→ **Requirement**:
Given the entries that follow, write out exactly the lines starting at the one containing "form [(174, 71)]." and ending at the one containing "form [(187, 119)].", both ends included, and only those.

--- START ---

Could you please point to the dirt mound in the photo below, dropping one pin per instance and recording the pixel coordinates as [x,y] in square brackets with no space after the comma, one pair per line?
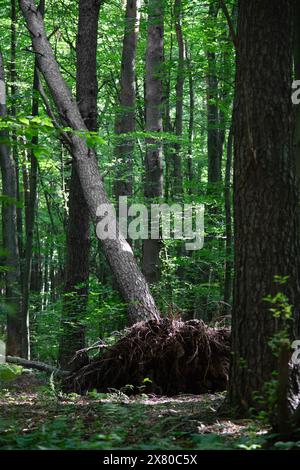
[177,357]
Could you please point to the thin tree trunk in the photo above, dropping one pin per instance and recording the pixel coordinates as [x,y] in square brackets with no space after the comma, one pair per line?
[118,252]
[16,327]
[191,120]
[154,101]
[265,196]
[228,222]
[177,160]
[13,112]
[31,209]
[125,115]
[213,147]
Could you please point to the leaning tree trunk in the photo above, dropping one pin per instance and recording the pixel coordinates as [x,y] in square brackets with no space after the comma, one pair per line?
[125,115]
[154,99]
[177,160]
[17,334]
[265,196]
[131,282]
[78,231]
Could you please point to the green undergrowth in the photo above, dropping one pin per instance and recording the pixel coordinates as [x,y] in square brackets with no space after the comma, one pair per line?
[40,418]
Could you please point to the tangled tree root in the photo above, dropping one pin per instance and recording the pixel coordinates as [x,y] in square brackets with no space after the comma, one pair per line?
[177,357]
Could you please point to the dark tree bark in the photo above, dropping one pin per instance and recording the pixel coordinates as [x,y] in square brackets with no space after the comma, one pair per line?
[191,120]
[16,326]
[78,230]
[177,160]
[213,145]
[228,222]
[125,116]
[154,101]
[13,112]
[30,209]
[118,252]
[265,196]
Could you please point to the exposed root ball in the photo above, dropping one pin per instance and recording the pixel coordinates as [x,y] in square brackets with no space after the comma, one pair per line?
[177,356]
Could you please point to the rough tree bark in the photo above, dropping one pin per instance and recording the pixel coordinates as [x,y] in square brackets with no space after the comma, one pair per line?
[153,189]
[265,196]
[31,208]
[213,147]
[177,190]
[228,221]
[191,119]
[118,252]
[125,115]
[78,230]
[16,327]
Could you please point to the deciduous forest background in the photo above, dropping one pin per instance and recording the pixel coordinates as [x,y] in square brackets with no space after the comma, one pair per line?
[143,344]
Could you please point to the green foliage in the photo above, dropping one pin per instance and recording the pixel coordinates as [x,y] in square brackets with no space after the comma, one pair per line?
[9,372]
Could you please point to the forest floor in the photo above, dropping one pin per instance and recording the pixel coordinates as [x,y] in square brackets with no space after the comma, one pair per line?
[33,415]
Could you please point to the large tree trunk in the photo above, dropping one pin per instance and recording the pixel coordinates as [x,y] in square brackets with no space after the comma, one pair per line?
[125,115]
[78,231]
[265,197]
[131,282]
[16,326]
[154,101]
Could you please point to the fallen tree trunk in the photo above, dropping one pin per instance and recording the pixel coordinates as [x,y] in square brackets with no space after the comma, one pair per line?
[130,280]
[165,357]
[36,365]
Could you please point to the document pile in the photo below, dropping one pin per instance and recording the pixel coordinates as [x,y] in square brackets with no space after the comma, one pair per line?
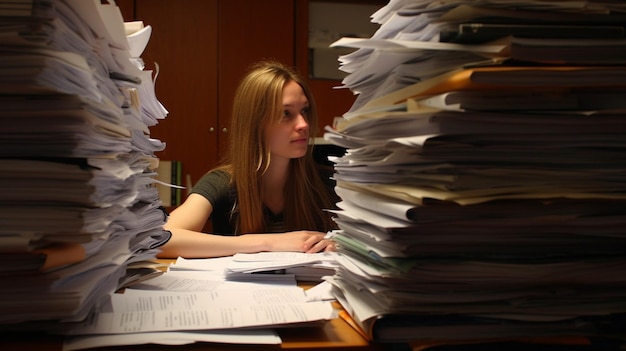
[483,192]
[196,300]
[76,203]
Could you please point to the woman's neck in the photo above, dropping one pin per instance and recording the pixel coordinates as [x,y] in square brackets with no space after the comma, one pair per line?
[273,185]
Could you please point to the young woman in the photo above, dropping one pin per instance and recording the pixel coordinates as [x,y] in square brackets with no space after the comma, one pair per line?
[268,195]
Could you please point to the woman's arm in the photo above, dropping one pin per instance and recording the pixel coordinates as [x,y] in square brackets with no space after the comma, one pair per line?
[187,221]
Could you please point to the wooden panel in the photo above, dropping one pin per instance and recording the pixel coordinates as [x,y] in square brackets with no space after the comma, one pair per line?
[184,44]
[249,31]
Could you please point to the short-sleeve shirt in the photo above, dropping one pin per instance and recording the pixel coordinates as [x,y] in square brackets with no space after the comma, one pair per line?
[215,186]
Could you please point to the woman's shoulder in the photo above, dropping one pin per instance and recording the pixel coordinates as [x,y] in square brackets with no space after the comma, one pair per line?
[214,182]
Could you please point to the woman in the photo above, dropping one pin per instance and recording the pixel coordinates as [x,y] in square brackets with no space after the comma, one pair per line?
[268,195]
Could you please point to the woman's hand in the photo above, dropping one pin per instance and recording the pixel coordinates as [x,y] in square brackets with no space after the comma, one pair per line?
[300,241]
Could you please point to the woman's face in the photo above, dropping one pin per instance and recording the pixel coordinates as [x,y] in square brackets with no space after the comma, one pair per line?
[289,137]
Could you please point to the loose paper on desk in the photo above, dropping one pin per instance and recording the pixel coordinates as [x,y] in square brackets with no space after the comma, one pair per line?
[148,311]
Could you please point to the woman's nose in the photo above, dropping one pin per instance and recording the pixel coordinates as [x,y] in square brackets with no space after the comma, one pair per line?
[301,122]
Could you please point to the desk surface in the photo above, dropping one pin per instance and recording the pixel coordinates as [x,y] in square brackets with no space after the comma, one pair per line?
[333,334]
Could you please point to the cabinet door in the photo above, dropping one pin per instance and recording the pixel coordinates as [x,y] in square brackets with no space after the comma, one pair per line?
[250,31]
[184,45]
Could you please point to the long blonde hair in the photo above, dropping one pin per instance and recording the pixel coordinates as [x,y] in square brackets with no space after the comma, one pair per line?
[258,103]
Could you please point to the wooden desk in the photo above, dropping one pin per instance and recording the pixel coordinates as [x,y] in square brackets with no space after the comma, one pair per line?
[333,334]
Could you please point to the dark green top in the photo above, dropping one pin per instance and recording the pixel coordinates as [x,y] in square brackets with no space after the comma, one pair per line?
[215,186]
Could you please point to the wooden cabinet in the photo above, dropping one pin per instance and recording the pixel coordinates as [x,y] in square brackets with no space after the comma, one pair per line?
[203,48]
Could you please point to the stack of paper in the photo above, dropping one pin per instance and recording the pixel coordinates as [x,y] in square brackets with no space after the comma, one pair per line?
[77,205]
[197,300]
[488,198]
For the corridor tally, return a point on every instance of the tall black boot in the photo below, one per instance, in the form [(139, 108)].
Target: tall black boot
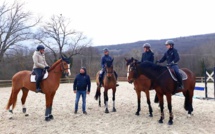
[(180, 84), (116, 78), (100, 81), (38, 89)]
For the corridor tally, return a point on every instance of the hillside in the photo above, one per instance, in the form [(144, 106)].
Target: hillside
[(183, 44)]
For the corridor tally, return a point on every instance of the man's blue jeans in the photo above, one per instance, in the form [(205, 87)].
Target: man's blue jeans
[(78, 94)]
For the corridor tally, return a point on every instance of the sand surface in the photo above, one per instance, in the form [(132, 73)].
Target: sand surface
[(98, 122)]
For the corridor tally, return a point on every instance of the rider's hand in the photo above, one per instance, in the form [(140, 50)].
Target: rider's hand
[(47, 67)]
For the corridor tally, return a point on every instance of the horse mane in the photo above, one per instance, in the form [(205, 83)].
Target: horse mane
[(109, 63), (151, 65), (55, 64)]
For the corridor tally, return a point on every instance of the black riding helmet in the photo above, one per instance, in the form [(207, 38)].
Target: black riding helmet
[(40, 47), (170, 42)]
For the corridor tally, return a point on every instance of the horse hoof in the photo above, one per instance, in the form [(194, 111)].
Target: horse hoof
[(51, 117), (106, 111), (170, 122), (150, 115), (137, 113), (24, 110), (47, 119), (160, 121)]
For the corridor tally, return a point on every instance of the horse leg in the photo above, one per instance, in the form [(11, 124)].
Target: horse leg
[(106, 101), (48, 106), (114, 91), (188, 102), (12, 102), (23, 99), (50, 114), (138, 92), (160, 97), (149, 103), (97, 95), (169, 103)]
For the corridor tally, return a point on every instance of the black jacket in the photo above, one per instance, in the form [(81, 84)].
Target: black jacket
[(82, 82), (104, 59), (171, 56), (147, 56)]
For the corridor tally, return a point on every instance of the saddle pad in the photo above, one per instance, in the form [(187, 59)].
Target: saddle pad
[(182, 73), (32, 78)]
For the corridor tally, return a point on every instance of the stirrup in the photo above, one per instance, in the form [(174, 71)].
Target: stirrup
[(38, 90)]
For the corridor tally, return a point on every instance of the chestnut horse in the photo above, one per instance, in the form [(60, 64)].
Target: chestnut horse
[(49, 86), (141, 83), (109, 82), (162, 79)]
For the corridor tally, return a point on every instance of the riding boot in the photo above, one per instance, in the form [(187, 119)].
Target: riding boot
[(180, 84), (116, 78), (100, 81), (38, 89)]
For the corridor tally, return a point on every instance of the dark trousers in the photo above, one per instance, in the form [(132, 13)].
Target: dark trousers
[(178, 75), (39, 76), (101, 75)]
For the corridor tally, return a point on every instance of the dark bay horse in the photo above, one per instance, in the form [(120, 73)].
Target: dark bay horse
[(161, 78), (49, 86), (141, 83), (109, 82)]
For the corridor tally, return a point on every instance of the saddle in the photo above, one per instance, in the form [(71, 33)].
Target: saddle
[(33, 76), (181, 72)]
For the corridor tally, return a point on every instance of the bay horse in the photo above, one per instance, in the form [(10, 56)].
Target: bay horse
[(49, 86), (109, 82), (141, 83), (162, 79)]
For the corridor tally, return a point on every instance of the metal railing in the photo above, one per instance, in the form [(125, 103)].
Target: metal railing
[(8, 83)]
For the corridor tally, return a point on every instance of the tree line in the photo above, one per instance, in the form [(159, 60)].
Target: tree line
[(19, 38)]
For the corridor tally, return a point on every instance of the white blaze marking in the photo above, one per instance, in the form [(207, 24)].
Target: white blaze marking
[(69, 69), (23, 106), (128, 71)]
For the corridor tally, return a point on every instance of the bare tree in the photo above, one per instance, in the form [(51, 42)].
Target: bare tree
[(15, 26), (57, 34)]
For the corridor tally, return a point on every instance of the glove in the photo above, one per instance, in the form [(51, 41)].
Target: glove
[(47, 67), (157, 62)]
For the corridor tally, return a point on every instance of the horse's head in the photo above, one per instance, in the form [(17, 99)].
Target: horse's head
[(109, 68), (65, 65), (131, 69)]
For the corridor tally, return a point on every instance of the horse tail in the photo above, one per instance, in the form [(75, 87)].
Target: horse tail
[(186, 101), (98, 93), (12, 101)]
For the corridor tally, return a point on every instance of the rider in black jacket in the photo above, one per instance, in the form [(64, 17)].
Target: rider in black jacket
[(172, 58), (147, 55)]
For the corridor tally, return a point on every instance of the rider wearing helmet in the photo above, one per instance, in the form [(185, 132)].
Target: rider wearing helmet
[(39, 65), (147, 55), (172, 58), (105, 58)]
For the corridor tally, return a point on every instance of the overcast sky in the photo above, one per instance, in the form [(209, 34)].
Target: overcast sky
[(120, 21)]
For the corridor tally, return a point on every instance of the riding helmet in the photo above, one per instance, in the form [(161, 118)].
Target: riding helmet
[(40, 47), (105, 50), (170, 42), (146, 45)]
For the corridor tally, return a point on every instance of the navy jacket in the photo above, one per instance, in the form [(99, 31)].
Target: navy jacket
[(147, 56), (82, 82), (104, 59), (171, 56)]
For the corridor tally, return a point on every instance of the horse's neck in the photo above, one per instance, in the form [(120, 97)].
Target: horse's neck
[(151, 73), (56, 72)]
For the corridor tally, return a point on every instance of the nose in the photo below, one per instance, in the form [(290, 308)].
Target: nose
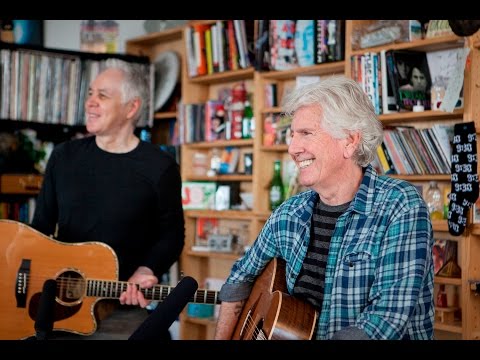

--- END ---

→ **Written solution**:
For the corridor tally, return a point on every instance of the stirrup in the photo above, one per instance, in the form [(174, 71)].
Target: stirrup
[(38, 90)]
For the corridor tally, return a point on every instance of the chestnut horse in the photo above, one per instance, in the form [(60, 64)].
Target: chestnut horse
[(49, 86), (141, 83), (109, 82), (162, 79)]
For the corridor tally, return a point on every instance of the riding boot in the photo above, one per instance, in the form [(187, 119)].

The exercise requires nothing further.